▶ _INFORMATION SHOWN_:
○ ○ ○ ○ ○
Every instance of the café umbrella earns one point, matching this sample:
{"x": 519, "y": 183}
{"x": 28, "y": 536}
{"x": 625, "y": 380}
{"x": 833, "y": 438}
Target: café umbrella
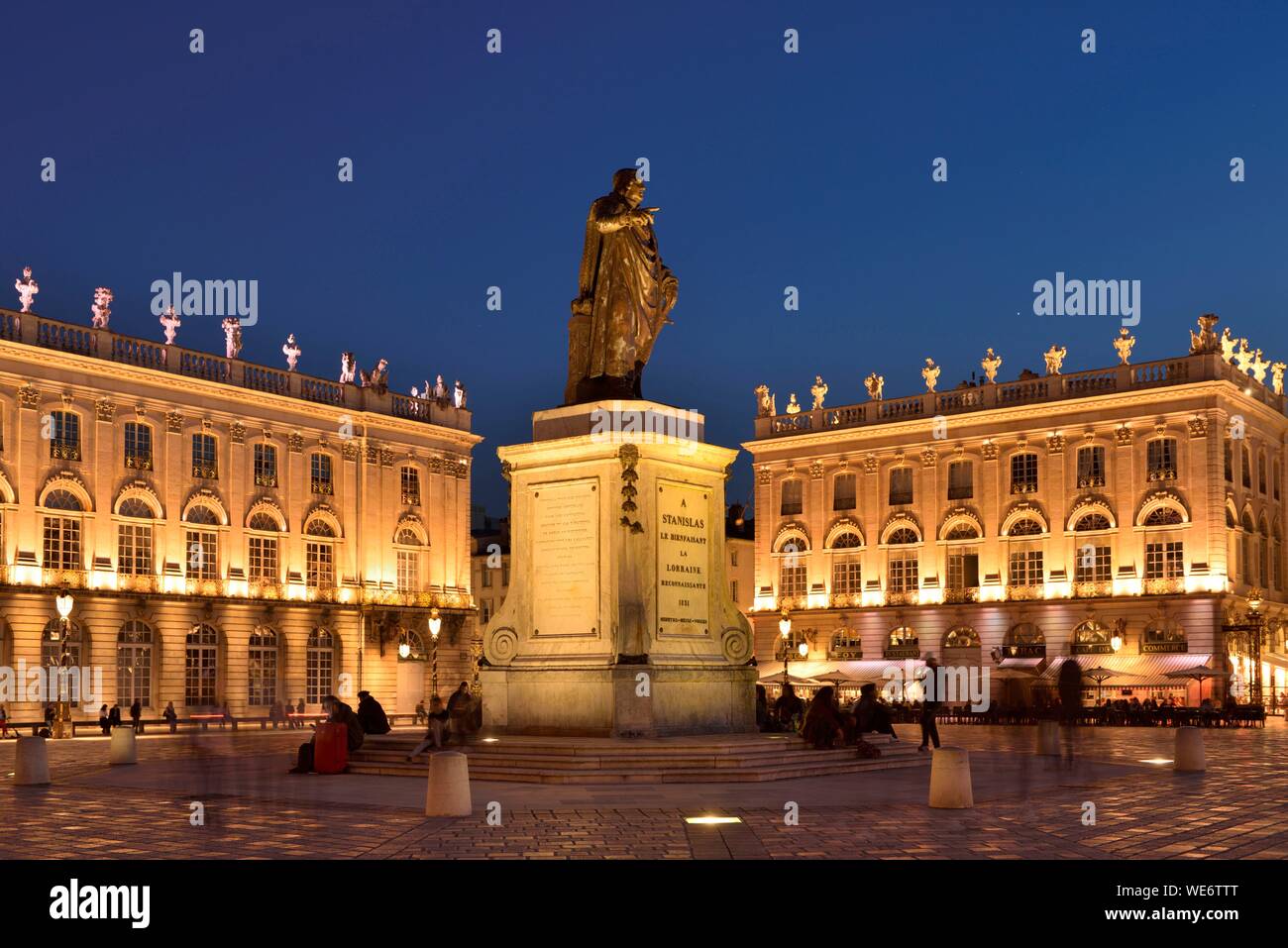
{"x": 1199, "y": 673}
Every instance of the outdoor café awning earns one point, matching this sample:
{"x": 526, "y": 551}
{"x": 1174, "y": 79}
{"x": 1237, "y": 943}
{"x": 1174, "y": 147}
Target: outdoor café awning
{"x": 861, "y": 670}
{"x": 1137, "y": 672}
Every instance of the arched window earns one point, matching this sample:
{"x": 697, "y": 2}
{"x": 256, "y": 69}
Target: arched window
{"x": 793, "y": 570}
{"x": 134, "y": 664}
{"x": 1163, "y": 517}
{"x": 201, "y": 549}
{"x": 320, "y": 669}
{"x": 1024, "y": 640}
{"x": 320, "y": 556}
{"x": 134, "y": 539}
{"x": 1091, "y": 636}
{"x": 902, "y": 643}
{"x": 262, "y": 666}
{"x": 1263, "y": 552}
{"x": 262, "y": 549}
{"x": 846, "y": 567}
{"x": 1024, "y": 472}
{"x": 64, "y": 436}
{"x": 62, "y": 535}
{"x": 1025, "y": 527}
{"x": 846, "y": 644}
{"x": 1091, "y": 522}
{"x": 407, "y": 549}
{"x": 201, "y": 666}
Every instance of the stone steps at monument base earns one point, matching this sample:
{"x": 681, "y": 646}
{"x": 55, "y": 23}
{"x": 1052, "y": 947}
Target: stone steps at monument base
{"x": 542, "y": 762}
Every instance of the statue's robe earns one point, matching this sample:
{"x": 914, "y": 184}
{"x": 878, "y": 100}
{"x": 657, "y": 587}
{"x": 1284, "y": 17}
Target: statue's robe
{"x": 621, "y": 291}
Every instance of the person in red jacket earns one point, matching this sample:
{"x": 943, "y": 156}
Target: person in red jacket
{"x": 338, "y": 712}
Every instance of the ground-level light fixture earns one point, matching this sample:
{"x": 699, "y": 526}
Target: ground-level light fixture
{"x": 711, "y": 820}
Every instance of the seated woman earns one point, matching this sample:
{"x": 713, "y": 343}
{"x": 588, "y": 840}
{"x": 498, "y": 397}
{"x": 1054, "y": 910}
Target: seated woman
{"x": 823, "y": 723}
{"x": 787, "y": 707}
{"x": 874, "y": 715}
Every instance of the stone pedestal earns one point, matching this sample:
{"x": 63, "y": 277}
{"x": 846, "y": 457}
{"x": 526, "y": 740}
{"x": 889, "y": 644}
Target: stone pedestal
{"x": 618, "y": 618}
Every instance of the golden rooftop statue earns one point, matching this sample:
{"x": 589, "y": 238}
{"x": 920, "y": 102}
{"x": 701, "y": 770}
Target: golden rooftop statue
{"x": 625, "y": 295}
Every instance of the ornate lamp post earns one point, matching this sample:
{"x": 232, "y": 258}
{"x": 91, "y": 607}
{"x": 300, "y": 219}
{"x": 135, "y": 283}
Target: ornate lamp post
{"x": 1252, "y": 629}
{"x": 63, "y": 601}
{"x": 436, "y": 625}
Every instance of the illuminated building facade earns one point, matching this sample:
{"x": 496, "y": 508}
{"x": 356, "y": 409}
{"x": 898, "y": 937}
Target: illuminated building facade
{"x": 1122, "y": 515}
{"x": 231, "y": 533}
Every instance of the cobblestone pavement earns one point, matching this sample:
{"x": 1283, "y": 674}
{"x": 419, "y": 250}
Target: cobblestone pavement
{"x": 1031, "y": 806}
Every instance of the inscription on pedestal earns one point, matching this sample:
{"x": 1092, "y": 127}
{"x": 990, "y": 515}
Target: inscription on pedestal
{"x": 566, "y": 558}
{"x": 683, "y": 559}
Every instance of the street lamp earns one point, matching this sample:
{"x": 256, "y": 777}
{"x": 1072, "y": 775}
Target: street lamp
{"x": 785, "y": 629}
{"x": 63, "y": 601}
{"x": 436, "y": 625}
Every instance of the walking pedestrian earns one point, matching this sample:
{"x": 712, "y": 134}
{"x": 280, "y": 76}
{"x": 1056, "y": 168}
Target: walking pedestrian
{"x": 930, "y": 704}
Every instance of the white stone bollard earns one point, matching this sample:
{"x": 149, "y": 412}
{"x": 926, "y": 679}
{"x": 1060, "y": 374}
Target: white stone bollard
{"x": 949, "y": 780}
{"x": 449, "y": 793}
{"x": 31, "y": 762}
{"x": 1048, "y": 740}
{"x": 1189, "y": 756}
{"x": 123, "y": 750}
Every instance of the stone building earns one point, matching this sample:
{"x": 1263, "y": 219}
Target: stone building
{"x": 230, "y": 532}
{"x": 1124, "y": 515}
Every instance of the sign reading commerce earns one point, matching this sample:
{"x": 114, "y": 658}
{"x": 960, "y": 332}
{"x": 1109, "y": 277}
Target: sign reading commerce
{"x": 683, "y": 559}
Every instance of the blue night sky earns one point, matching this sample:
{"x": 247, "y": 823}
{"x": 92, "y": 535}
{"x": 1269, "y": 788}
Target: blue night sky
{"x": 811, "y": 170}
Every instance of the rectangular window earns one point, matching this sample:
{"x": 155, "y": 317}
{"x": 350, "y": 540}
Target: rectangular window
{"x": 202, "y": 554}
{"x": 901, "y": 485}
{"x": 138, "y": 446}
{"x": 320, "y": 473}
{"x": 262, "y": 674}
{"x": 902, "y": 572}
{"x": 134, "y": 549}
{"x": 64, "y": 436}
{"x": 62, "y": 544}
{"x": 961, "y": 480}
{"x": 793, "y": 579}
{"x": 1160, "y": 459}
{"x": 844, "y": 492}
{"x": 1094, "y": 563}
{"x": 1091, "y": 467}
{"x": 408, "y": 571}
{"x": 204, "y": 462}
{"x": 794, "y": 492}
{"x": 846, "y": 575}
{"x": 1025, "y": 569}
{"x": 1024, "y": 473}
{"x": 266, "y": 466}
{"x": 962, "y": 569}
{"x": 1164, "y": 561}
{"x": 262, "y": 559}
{"x": 318, "y": 566}
{"x": 411, "y": 485}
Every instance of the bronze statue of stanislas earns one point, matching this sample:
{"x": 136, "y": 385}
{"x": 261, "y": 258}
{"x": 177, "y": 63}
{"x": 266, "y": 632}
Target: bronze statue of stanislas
{"x": 625, "y": 295}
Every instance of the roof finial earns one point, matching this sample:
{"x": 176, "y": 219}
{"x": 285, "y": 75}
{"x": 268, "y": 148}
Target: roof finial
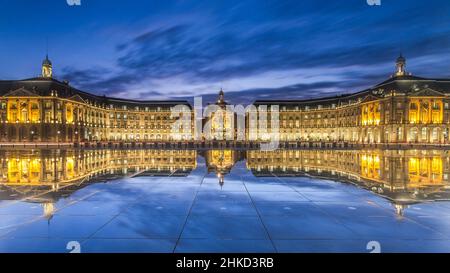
{"x": 400, "y": 66}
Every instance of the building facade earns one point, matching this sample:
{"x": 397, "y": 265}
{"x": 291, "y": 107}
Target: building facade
○ ○ ○ ○ ○
▶ _BRIEF_: Reproduce every one of the records above word for word, omitting the pictures.

▶ _SOLUTION_:
Every instance of the café umbrella earns one point, matching this sample:
{"x": 519, "y": 183}
{"x": 28, "y": 536}
{"x": 625, "y": 380}
{"x": 833, "y": 438}
Target: café umbrella
{"x": 1199, "y": 673}
Every instance of the outdoor café awning earns one point, matching this sample:
{"x": 526, "y": 551}
{"x": 1174, "y": 79}
{"x": 1237, "y": 943}
{"x": 1174, "y": 147}
Target: outdoor café awning
{"x": 861, "y": 670}
{"x": 1137, "y": 672}
Every instance of the arched window earns one point, matching this sample:
{"x": 697, "y": 2}
{"x": 256, "y": 69}
Target: arched window
{"x": 793, "y": 570}
{"x": 134, "y": 664}
{"x": 1163, "y": 517}
{"x": 201, "y": 549}
{"x": 320, "y": 669}
{"x": 1024, "y": 640}
{"x": 320, "y": 556}
{"x": 134, "y": 539}
{"x": 1091, "y": 636}
{"x": 902, "y": 643}
{"x": 262, "y": 666}
{"x": 1263, "y": 552}
{"x": 262, "y": 549}
{"x": 846, "y": 567}
{"x": 1024, "y": 472}
{"x": 64, "y": 436}
{"x": 62, "y": 535}
{"x": 1025, "y": 527}
{"x": 846, "y": 644}
{"x": 1091, "y": 522}
{"x": 407, "y": 549}
{"x": 201, "y": 666}
Every instance of the stone steps at monument base earns one point, matching this sample:
{"x": 681, "y": 646}
{"x": 55, "y": 23}
{"x": 1052, "y": 947}
Target: stone steps at monument base
{"x": 542, "y": 762}
Every instance of the statue's robe earns one point, matching this sample:
{"x": 914, "y": 184}
{"x": 878, "y": 100}
{"x": 657, "y": 587}
{"x": 1284, "y": 17}
Target: statue's robe
{"x": 621, "y": 291}
Every instance of the person in red jacket earns one point, matching this sample:
{"x": 943, "y": 156}
Target: person in red jacket
{"x": 338, "y": 712}
Every instance of the ground-level light fixture earns one point, matching this sample:
{"x": 699, "y": 526}
Target: ground-level light fixture
{"x": 711, "y": 820}
Every instance of the seated woman earns one point, matching this sample:
{"x": 713, "y": 343}
{"x": 588, "y": 840}
{"x": 498, "y": 397}
{"x": 1054, "y": 910}
Target: seated woman
{"x": 823, "y": 723}
{"x": 787, "y": 707}
{"x": 874, "y": 715}
Every instance of the stone pedestal earns one point, matching this sample:
{"x": 63, "y": 277}
{"x": 846, "y": 457}
{"x": 526, "y": 740}
{"x": 889, "y": 644}
Target: stone pedestal
{"x": 618, "y": 618}
Every instance of the golden rooftop statue earns one point, matching this sample:
{"x": 589, "y": 238}
{"x": 920, "y": 102}
{"x": 701, "y": 770}
Target: golden rooftop statue
{"x": 625, "y": 295}
Every instance of the ornate lamp post earns one point, matching this sample:
{"x": 232, "y": 258}
{"x": 91, "y": 607}
{"x": 300, "y": 219}
{"x": 135, "y": 283}
Target: ornate lamp post
{"x": 1252, "y": 629}
{"x": 63, "y": 601}
{"x": 436, "y": 625}
Every instance of the illuminated building facade earns one point, matching this sample:
{"x": 496, "y": 508}
{"x": 356, "y": 409}
{"x": 898, "y": 937}
Target: illuminated building facade
{"x": 1122, "y": 515}
{"x": 231, "y": 533}
Every instance of the cobblestone pavement earns one point, matching this sample:
{"x": 1283, "y": 674}
{"x": 419, "y": 250}
Target: cobblestone pavement
{"x": 1031, "y": 806}
Every instance of the inscription on pedestal earns one point, matching this sample:
{"x": 1092, "y": 127}
{"x": 990, "y": 515}
Target: inscription on pedestal
{"x": 566, "y": 558}
{"x": 683, "y": 559}
Every instance of the street lamp earns one point, matching this sample:
{"x": 256, "y": 777}
{"x": 1072, "y": 775}
Target: street lamp
{"x": 785, "y": 629}
{"x": 63, "y": 601}
{"x": 436, "y": 625}
Every instance of the walking pedestrian earns one point, matching this sample:
{"x": 712, "y": 134}
{"x": 280, "y": 76}
{"x": 1056, "y": 168}
Target: walking pedestrian
{"x": 930, "y": 704}
Every instance of the white stone bollard earns one point, matching this sample:
{"x": 149, "y": 412}
{"x": 926, "y": 679}
{"x": 1060, "y": 374}
Target: white stone bollard
{"x": 949, "y": 780}
{"x": 449, "y": 793}
{"x": 31, "y": 762}
{"x": 1048, "y": 740}
{"x": 1189, "y": 756}
{"x": 123, "y": 750}
Every instance of the stone building earns one point, matching this sample:
{"x": 1263, "y": 219}
Target: stone building
{"x": 230, "y": 532}
{"x": 1124, "y": 515}
Every instance of the sign reading commerce earns one point, matching this sample:
{"x": 114, "y": 658}
{"x": 960, "y": 332}
{"x": 1109, "y": 277}
Target: sign reading commerce
{"x": 683, "y": 559}
Every instance of the blue night sky earns one point, matching this sample:
{"x": 247, "y": 823}
{"x": 92, "y": 535}
{"x": 1269, "y": 788}
Target: blue night sky
{"x": 811, "y": 170}
Every instance of the rectangular window earns one point, matching this sample:
{"x": 155, "y": 317}
{"x": 350, "y": 540}
Target: rectangular window
{"x": 202, "y": 554}
{"x": 901, "y": 485}
{"x": 138, "y": 446}
{"x": 320, "y": 473}
{"x": 262, "y": 674}
{"x": 902, "y": 572}
{"x": 134, "y": 549}
{"x": 64, "y": 436}
{"x": 62, "y": 544}
{"x": 961, "y": 480}
{"x": 793, "y": 579}
{"x": 1160, "y": 459}
{"x": 844, "y": 492}
{"x": 1094, "y": 563}
{"x": 1091, "y": 467}
{"x": 408, "y": 571}
{"x": 204, "y": 462}
{"x": 794, "y": 492}
{"x": 846, "y": 575}
{"x": 1025, "y": 569}
{"x": 1024, "y": 473}
{"x": 266, "y": 466}
{"x": 962, "y": 569}
{"x": 1164, "y": 561}
{"x": 262, "y": 559}
{"x": 318, "y": 566}
{"x": 411, "y": 485}
Every instance of the bronze statue of stanislas earns one point, matching this sample:
{"x": 136, "y": 385}
{"x": 261, "y": 258}
{"x": 177, "y": 63}
{"x": 266, "y": 632}
Target: bronze statue of stanislas
{"x": 625, "y": 295}
Every instance of the roof finial earns one point, matching this sample:
{"x": 176, "y": 219}
{"x": 285, "y": 75}
{"x": 268, "y": 148}
Target: roof finial
{"x": 400, "y": 66}
Every instance of the building facade earns one point, matching this sample:
{"x": 397, "y": 265}
{"x": 291, "y": 107}
Target: building facade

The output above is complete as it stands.